--- start Records ---
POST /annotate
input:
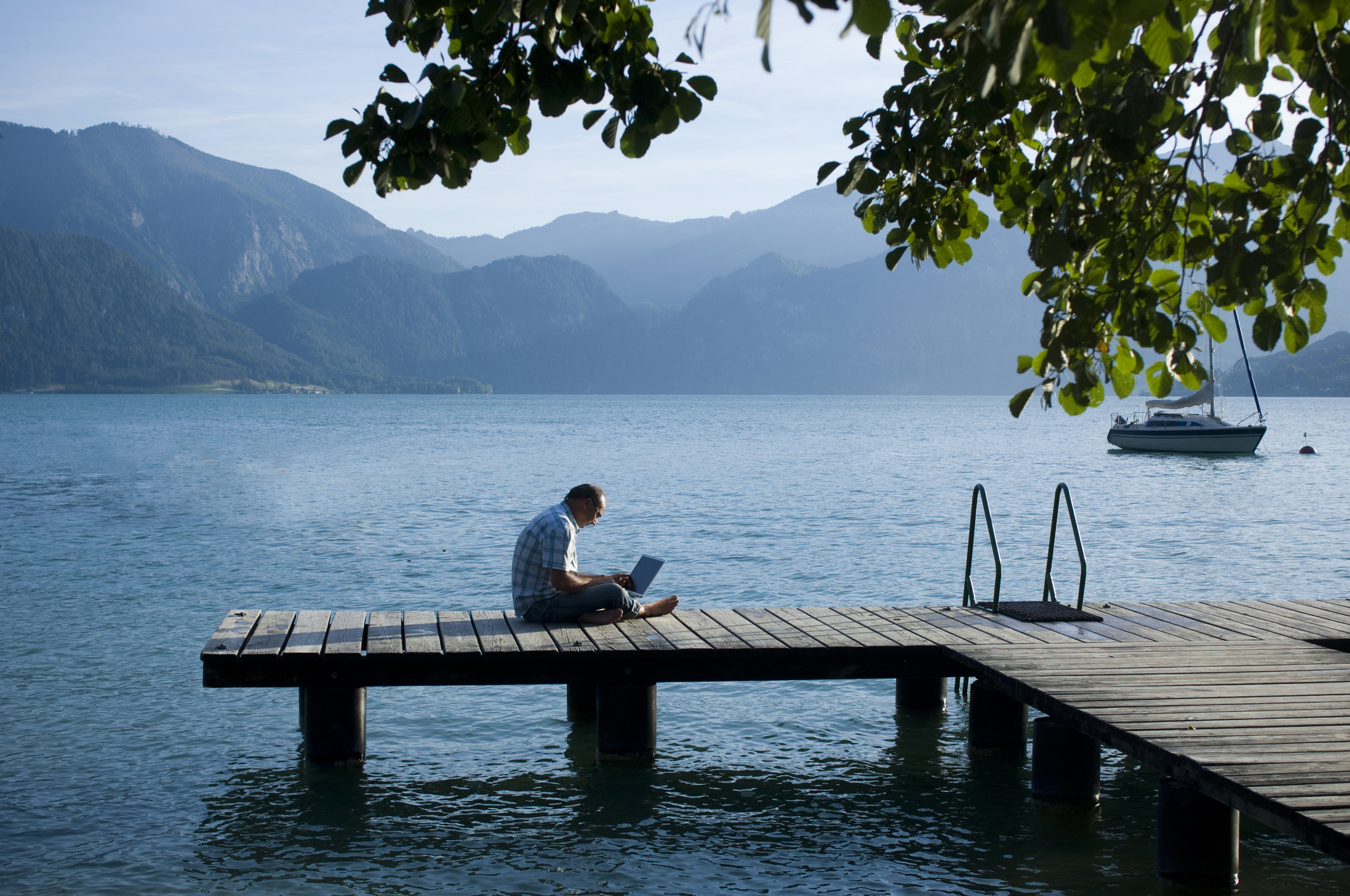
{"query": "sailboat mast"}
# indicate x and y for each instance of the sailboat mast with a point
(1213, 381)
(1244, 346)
--- end Records ---
--- start Records ---
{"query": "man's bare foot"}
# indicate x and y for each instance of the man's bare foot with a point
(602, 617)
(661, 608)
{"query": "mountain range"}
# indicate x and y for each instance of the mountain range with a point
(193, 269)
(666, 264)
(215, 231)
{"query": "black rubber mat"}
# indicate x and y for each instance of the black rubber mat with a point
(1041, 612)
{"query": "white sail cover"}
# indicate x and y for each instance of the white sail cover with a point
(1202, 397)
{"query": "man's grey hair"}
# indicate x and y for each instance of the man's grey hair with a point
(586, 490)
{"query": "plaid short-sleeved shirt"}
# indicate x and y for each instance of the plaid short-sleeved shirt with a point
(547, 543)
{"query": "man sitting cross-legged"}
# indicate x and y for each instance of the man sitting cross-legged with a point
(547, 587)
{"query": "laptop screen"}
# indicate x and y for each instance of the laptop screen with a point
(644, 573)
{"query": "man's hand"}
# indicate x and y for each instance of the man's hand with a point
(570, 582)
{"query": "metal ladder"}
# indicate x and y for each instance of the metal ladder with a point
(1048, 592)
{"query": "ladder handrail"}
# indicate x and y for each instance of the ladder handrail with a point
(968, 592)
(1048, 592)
--- end Records ---
(Problem to work on): Gather every line of the records that contains the string "screen".

(Correct output):
{"query": "laptop screen"}
# indicate x and y for each instance of the laptop screen with a point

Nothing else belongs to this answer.